[Annotation records]
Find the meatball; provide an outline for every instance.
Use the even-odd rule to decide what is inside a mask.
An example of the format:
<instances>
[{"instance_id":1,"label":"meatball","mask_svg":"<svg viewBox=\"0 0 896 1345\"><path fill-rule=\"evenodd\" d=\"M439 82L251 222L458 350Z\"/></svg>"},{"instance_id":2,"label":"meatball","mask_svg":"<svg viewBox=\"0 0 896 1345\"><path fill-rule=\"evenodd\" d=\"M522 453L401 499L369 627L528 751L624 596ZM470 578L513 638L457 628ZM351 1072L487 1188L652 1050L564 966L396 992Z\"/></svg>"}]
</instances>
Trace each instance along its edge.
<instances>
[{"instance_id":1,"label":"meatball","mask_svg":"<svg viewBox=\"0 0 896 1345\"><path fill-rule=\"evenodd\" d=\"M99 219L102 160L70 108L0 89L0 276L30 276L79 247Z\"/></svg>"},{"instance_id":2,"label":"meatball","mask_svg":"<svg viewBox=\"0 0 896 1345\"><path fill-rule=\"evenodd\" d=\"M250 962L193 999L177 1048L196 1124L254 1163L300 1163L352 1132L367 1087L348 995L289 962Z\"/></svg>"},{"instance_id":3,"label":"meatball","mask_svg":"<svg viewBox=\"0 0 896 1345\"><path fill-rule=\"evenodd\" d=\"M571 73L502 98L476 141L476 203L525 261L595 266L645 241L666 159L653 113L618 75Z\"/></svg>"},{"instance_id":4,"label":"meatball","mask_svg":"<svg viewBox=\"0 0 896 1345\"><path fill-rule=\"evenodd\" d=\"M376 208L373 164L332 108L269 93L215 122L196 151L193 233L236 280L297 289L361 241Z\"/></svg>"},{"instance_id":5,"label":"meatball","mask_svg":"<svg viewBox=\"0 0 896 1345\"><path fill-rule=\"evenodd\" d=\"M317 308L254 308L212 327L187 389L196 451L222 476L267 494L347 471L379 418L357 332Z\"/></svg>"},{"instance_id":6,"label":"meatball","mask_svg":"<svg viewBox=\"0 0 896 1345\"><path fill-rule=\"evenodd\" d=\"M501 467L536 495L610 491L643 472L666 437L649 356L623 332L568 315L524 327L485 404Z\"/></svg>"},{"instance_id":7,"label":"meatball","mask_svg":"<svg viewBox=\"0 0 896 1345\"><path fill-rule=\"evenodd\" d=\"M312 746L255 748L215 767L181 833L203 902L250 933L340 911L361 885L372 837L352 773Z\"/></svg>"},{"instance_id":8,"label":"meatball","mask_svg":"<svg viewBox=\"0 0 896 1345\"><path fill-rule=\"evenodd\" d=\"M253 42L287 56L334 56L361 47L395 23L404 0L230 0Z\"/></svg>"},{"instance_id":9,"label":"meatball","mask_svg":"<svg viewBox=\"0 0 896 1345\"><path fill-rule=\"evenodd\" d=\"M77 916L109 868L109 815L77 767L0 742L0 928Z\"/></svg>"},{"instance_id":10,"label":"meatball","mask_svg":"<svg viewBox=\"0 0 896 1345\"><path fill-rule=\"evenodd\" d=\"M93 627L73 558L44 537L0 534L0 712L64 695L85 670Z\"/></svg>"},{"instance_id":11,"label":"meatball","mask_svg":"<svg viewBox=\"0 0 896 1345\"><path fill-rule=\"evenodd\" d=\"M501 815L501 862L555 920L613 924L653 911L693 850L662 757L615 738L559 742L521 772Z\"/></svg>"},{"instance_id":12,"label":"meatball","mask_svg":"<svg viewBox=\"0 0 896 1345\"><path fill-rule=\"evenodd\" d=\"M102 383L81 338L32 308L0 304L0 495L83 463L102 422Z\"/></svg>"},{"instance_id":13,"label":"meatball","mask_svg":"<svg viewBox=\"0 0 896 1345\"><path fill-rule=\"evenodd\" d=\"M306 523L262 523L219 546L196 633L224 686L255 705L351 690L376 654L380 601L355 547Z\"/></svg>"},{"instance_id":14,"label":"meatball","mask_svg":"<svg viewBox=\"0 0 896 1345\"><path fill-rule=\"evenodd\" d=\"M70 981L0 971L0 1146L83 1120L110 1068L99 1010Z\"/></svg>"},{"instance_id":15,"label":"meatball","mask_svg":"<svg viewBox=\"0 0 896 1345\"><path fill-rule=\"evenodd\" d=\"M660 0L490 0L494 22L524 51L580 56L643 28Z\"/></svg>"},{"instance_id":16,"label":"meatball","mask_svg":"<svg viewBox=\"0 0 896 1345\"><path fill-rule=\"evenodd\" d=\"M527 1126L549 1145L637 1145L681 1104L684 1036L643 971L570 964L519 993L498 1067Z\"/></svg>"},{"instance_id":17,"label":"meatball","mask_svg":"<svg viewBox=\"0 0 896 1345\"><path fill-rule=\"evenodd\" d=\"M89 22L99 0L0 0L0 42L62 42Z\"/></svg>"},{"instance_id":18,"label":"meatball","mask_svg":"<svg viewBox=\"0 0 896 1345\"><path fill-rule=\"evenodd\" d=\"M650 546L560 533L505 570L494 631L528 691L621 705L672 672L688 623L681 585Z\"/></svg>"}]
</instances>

■ Task directions
Put these lines into a Markdown table with the columns Row and Line, numbering each row and leaving out blank lines.

■ Solved exercise
| Row | Line |
|---|---|
| 1 | Find the meatball; provide an outline for every instance. |
| 2 | Use the even-odd rule to decide what is inside a mask. |
| 3 | An example of the format: |
| 4 | <instances> |
| 5 | [{"instance_id":1,"label":"meatball","mask_svg":"<svg viewBox=\"0 0 896 1345\"><path fill-rule=\"evenodd\" d=\"M439 82L251 222L458 350Z\"/></svg>"},{"instance_id":2,"label":"meatball","mask_svg":"<svg viewBox=\"0 0 896 1345\"><path fill-rule=\"evenodd\" d=\"M522 453L401 499L369 627L528 751L624 596ZM470 578L513 638L457 628ZM351 1072L487 1188L652 1050L564 966L396 992Z\"/></svg>"}] |
| 6 | </instances> |
| 7 | Trace each instance along its edge. |
| 8 | <instances> |
| 9 | [{"instance_id":1,"label":"meatball","mask_svg":"<svg viewBox=\"0 0 896 1345\"><path fill-rule=\"evenodd\" d=\"M99 219L102 160L70 108L0 89L0 276L30 276L79 247Z\"/></svg>"},{"instance_id":2,"label":"meatball","mask_svg":"<svg viewBox=\"0 0 896 1345\"><path fill-rule=\"evenodd\" d=\"M250 962L193 999L177 1048L196 1124L254 1163L300 1163L352 1132L367 1087L348 995L289 962Z\"/></svg>"},{"instance_id":3,"label":"meatball","mask_svg":"<svg viewBox=\"0 0 896 1345\"><path fill-rule=\"evenodd\" d=\"M571 73L502 98L476 141L476 203L525 261L595 266L645 241L666 159L653 113L618 75Z\"/></svg>"},{"instance_id":4,"label":"meatball","mask_svg":"<svg viewBox=\"0 0 896 1345\"><path fill-rule=\"evenodd\" d=\"M376 208L373 164L332 108L269 93L215 122L196 151L193 233L236 280L297 289L361 241Z\"/></svg>"},{"instance_id":5,"label":"meatball","mask_svg":"<svg viewBox=\"0 0 896 1345\"><path fill-rule=\"evenodd\" d=\"M317 308L254 308L212 327L187 389L196 451L222 476L267 494L347 471L379 418L357 332Z\"/></svg>"},{"instance_id":6,"label":"meatball","mask_svg":"<svg viewBox=\"0 0 896 1345\"><path fill-rule=\"evenodd\" d=\"M501 467L536 495L610 491L643 472L666 437L649 356L623 332L568 315L524 327L485 404Z\"/></svg>"},{"instance_id":7,"label":"meatball","mask_svg":"<svg viewBox=\"0 0 896 1345\"><path fill-rule=\"evenodd\" d=\"M312 746L255 748L215 767L181 833L203 902L250 933L340 911L361 885L372 837L352 773Z\"/></svg>"},{"instance_id":8,"label":"meatball","mask_svg":"<svg viewBox=\"0 0 896 1345\"><path fill-rule=\"evenodd\" d=\"M253 42L287 56L334 56L361 47L395 23L404 0L230 0Z\"/></svg>"},{"instance_id":9,"label":"meatball","mask_svg":"<svg viewBox=\"0 0 896 1345\"><path fill-rule=\"evenodd\" d=\"M77 916L109 868L109 815L77 767L0 742L0 928Z\"/></svg>"},{"instance_id":10,"label":"meatball","mask_svg":"<svg viewBox=\"0 0 896 1345\"><path fill-rule=\"evenodd\" d=\"M93 627L73 558L44 537L0 534L0 712L64 695L85 670Z\"/></svg>"},{"instance_id":11,"label":"meatball","mask_svg":"<svg viewBox=\"0 0 896 1345\"><path fill-rule=\"evenodd\" d=\"M501 815L501 862L555 920L613 924L653 911L693 850L662 757L615 738L559 742L521 772Z\"/></svg>"},{"instance_id":12,"label":"meatball","mask_svg":"<svg viewBox=\"0 0 896 1345\"><path fill-rule=\"evenodd\" d=\"M102 383L81 338L32 308L0 304L0 495L83 463L102 422Z\"/></svg>"},{"instance_id":13,"label":"meatball","mask_svg":"<svg viewBox=\"0 0 896 1345\"><path fill-rule=\"evenodd\" d=\"M306 523L262 523L219 546L196 633L224 686L255 705L351 690L376 654L380 601L355 547Z\"/></svg>"},{"instance_id":14,"label":"meatball","mask_svg":"<svg viewBox=\"0 0 896 1345\"><path fill-rule=\"evenodd\" d=\"M70 981L0 971L0 1146L83 1120L110 1068L99 1010Z\"/></svg>"},{"instance_id":15,"label":"meatball","mask_svg":"<svg viewBox=\"0 0 896 1345\"><path fill-rule=\"evenodd\" d=\"M660 0L490 0L494 22L524 51L580 56L643 28Z\"/></svg>"},{"instance_id":16,"label":"meatball","mask_svg":"<svg viewBox=\"0 0 896 1345\"><path fill-rule=\"evenodd\" d=\"M527 1126L549 1145L637 1145L681 1104L684 1036L643 971L570 964L519 993L498 1067Z\"/></svg>"},{"instance_id":17,"label":"meatball","mask_svg":"<svg viewBox=\"0 0 896 1345\"><path fill-rule=\"evenodd\" d=\"M89 22L99 0L0 0L0 42L62 42Z\"/></svg>"},{"instance_id":18,"label":"meatball","mask_svg":"<svg viewBox=\"0 0 896 1345\"><path fill-rule=\"evenodd\" d=\"M650 546L560 533L505 570L494 631L528 691L621 705L672 672L688 623L681 585Z\"/></svg>"}] |
| 10 | </instances> |